More construction for Fisher
Yet again, St. John Fisher will begin construction on the new Skalny Welcome Center. The new building is estimated to cost $3.5 to $4 million. Most of it has come from donations.
The Welcome Center will be the new home for the admissions office and to accommodate the increase in student attendance. There will also be a gallery for students and families to view. The Welcome Center serves as the central location for prospective students and incoming students.
“I think it’s a good idea that we’re expanding the campus. Anyone who visits the school has a central location to go to without having to walk around or get lost,” said 21-year-old applied informational technology major Andrew Auriemma.
Auriemma isn’t the only one who sees this expansion as a good way of helping students.
“It will allow the rooms in Kearny and other buildings to be used as classrooms instead of offices, so that would offer us more room to study,” business management major Elizabeth Nagel, 20, said.
Although the expansion is seen as a good thing for the school, students here for more than three years are starting to grow weary of the construction.
In 2003, Ralph C. Wilson Jr. School of Education Building was opened. The Campus Center and Keough Hall dormitory was finished in 2005. In 2006, the Wegmans School of Pharmacy was completed. One year later, the Wegmans School of Nursing was built. Finally, in 2008, the Fay Building was built, and the old Chapel was torn down.

= Material provided =

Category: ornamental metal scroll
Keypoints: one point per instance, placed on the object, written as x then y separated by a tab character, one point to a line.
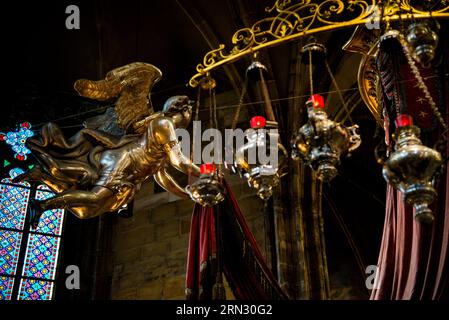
295	19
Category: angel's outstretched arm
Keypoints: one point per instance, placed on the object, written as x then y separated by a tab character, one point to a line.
166	181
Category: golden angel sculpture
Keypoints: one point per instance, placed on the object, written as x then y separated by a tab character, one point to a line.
96	171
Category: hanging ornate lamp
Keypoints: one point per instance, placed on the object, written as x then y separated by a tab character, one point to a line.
262	137
321	142
207	190
411	168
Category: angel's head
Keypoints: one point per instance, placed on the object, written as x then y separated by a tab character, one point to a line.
179	108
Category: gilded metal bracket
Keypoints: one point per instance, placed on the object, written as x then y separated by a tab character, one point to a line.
296	19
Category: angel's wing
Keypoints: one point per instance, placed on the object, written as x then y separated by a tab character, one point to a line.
132	84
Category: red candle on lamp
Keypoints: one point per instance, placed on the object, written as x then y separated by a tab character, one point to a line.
207	168
403	120
257	122
317	101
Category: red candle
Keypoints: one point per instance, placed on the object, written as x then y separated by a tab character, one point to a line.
317	101
257	122
403	120
207	168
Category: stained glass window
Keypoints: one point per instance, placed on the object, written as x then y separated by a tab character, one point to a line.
28	257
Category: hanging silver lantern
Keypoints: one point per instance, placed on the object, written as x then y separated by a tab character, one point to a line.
423	41
207	190
261	176
321	142
411	168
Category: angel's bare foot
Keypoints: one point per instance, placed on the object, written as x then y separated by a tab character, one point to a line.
35	212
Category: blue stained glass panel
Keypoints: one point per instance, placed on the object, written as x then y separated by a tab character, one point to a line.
13	205
35	289
6	284
9	251
41	256
51	220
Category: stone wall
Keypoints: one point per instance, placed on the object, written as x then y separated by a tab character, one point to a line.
150	248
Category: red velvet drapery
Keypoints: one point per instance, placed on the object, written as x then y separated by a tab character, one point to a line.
243	264
414	258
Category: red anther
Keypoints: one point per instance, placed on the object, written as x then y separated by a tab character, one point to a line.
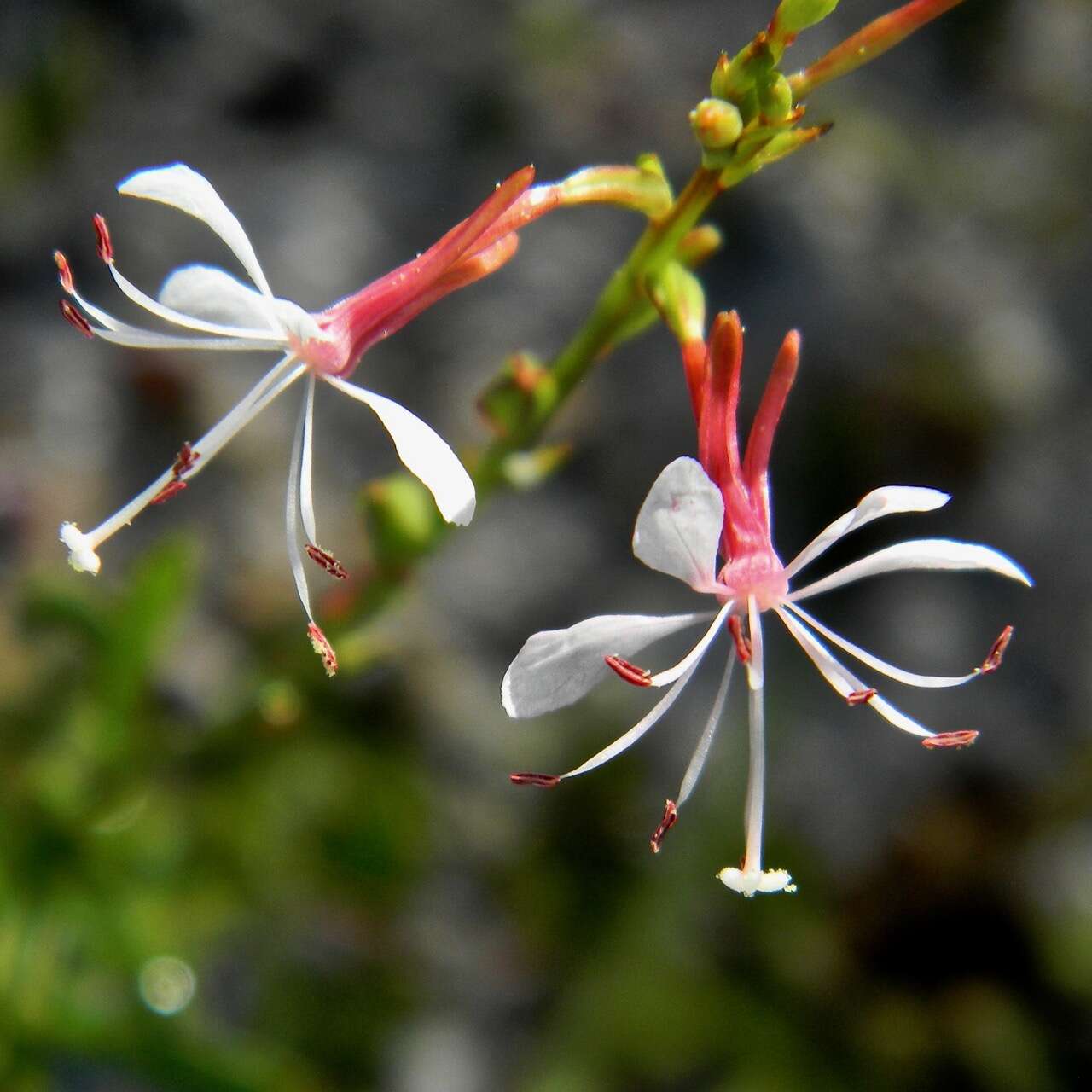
743	646
323	648
539	780
944	740
861	697
632	674
671	817
167	491
326	561
73	317
993	659
184	460
66	272
102	238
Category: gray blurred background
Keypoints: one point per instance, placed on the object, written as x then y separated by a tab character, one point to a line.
932	249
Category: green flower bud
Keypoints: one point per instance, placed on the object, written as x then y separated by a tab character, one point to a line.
775	98
717	125
796	15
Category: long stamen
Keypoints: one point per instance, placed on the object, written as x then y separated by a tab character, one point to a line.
756	773
272	385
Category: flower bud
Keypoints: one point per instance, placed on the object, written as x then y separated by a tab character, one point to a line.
717	124
795	15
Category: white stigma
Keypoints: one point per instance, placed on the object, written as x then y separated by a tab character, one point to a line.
751	882
81	547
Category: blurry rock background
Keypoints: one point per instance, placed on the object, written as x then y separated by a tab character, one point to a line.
219	870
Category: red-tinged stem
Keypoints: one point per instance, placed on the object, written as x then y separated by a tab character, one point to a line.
867	44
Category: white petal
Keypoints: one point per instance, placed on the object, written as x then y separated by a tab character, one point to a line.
82	555
627	740
679	525
671	674
558	666
843	681
183	188
888	500
900	675
748	884
424	452
939	554
706	741
213	293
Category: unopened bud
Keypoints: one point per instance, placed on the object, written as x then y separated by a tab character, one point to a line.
949	740
717	124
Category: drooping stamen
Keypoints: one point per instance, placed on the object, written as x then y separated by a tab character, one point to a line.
950	740
102	238
671	817
861	697
743	646
184	460
539	780
996	653
323	648
632	674
66	272
167	491
326	561
75	319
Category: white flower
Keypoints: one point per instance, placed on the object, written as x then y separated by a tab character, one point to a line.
683	522
218	311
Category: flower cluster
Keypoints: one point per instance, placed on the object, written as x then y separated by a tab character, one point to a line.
720	505
218	311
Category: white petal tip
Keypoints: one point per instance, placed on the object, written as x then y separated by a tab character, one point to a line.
464	514
82	556
752	882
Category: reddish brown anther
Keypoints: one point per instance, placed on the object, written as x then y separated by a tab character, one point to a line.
167	491
66	272
861	697
102	238
632	674
671	817
996	653
184	460
743	646
326	561
323	648
75	319
949	740
539	780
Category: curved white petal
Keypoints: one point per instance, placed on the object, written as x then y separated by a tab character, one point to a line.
887	500
938	554
214	295
671	674
843	681
558	666
679	525
628	738
899	674
183	188
424	452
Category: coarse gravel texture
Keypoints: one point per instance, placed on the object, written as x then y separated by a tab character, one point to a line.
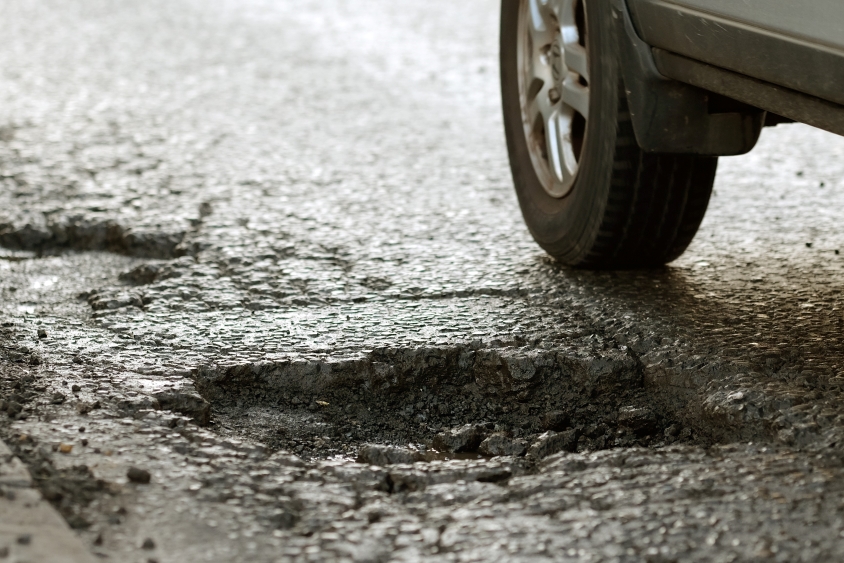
269	254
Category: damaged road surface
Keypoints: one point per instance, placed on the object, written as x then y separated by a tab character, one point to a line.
267	296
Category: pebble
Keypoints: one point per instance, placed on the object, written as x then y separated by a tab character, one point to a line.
375	454
137	475
467	438
555	420
148	544
501	444
552	442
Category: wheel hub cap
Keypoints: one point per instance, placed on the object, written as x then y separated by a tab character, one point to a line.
554	88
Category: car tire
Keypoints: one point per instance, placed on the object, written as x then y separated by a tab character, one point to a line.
613	205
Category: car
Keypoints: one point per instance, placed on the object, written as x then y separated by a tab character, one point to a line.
616	111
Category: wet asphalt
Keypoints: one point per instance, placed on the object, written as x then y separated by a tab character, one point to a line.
241	240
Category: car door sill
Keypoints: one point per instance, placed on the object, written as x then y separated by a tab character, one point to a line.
771	97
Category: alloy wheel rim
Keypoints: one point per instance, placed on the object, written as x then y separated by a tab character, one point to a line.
554	88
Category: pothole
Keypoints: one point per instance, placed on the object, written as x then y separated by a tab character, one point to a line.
461	401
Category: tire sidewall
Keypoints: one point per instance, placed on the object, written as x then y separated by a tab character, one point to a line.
566	227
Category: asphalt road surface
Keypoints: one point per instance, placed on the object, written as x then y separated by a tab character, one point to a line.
269	253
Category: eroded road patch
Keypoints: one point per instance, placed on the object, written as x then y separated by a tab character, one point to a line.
266	302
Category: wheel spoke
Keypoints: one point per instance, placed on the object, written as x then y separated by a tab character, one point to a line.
559	147
554	140
576	59
576	96
540	32
568	162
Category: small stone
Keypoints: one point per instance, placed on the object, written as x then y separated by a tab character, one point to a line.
552	442
467	438
555	420
137	475
375	454
639	420
141	275
148	544
501	444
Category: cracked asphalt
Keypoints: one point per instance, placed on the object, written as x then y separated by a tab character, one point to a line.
269	256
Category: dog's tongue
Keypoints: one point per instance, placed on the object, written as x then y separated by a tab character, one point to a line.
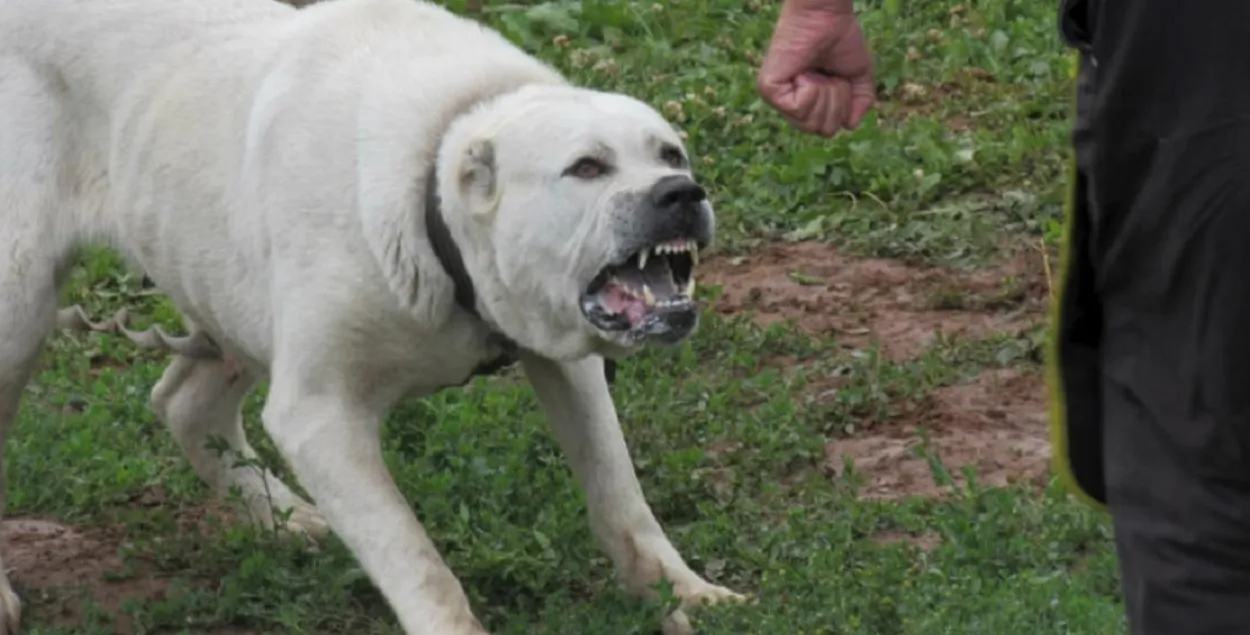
618	300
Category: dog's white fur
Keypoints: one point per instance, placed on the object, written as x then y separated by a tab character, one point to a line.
265	168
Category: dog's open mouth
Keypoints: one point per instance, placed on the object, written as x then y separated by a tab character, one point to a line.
651	293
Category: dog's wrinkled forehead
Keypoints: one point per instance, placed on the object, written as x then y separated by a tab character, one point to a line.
558	125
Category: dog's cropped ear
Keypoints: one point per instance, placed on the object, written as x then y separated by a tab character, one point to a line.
478	178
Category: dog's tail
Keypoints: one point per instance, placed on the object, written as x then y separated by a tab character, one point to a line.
196	345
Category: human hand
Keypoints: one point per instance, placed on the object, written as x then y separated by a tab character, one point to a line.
818	73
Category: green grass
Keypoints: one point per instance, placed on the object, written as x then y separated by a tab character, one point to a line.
964	155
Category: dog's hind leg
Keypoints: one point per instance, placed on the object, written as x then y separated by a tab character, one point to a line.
31	248
200	400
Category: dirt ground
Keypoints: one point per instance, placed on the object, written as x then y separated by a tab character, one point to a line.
995	423
54	568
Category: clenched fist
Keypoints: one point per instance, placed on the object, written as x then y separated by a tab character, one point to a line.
818	73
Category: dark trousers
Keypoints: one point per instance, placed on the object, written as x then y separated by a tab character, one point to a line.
1151	356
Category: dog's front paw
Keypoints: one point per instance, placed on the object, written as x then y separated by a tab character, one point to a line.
305	519
704	594
10	608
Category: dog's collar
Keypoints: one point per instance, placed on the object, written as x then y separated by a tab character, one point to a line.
448	253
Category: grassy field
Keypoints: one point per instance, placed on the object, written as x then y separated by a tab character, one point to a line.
856	435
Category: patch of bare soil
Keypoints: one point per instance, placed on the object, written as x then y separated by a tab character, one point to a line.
858	301
924	540
44	555
995	424
53	565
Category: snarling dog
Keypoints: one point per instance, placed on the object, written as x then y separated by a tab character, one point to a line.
361	200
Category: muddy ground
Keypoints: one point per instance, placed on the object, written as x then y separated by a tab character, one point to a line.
995	423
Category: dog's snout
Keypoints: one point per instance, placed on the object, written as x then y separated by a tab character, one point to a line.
676	191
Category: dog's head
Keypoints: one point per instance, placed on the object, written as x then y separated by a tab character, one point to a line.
579	219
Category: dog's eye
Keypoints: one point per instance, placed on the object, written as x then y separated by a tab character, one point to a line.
673	156
586	169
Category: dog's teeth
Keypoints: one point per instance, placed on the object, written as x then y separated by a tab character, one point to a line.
648	296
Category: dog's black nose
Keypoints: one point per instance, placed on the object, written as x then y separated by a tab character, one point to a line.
676	191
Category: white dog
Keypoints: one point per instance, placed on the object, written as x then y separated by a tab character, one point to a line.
360	200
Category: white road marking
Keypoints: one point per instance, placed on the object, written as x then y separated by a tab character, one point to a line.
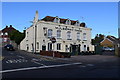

= Task statement =
Continue the article on construction at St. John Fisher, starting after its last sentence.

= Your response =
There are more issues than just the constant construction on campus. As more buildings are placed on campus, the less space there is for anything else.
“It’s going to take more parking space. There’s barely any parking space now. Maybe they’ll wise up and add more parking instead of [having] A, B, and C lot,” Auriemma said. “Every year I’ve been here, it’s constantly ‘we’re building, we’re building!’”
Some students, like sociology major Nichole Hazilla, 22, see minor problems with all this construction.
“I don’t feel that it will positively or negatively affect the campus in anyway,” Hazilla said. “It will affect the summer classes and their parking situation, but it won’t really affect the students over [the] next school year because it should be done.”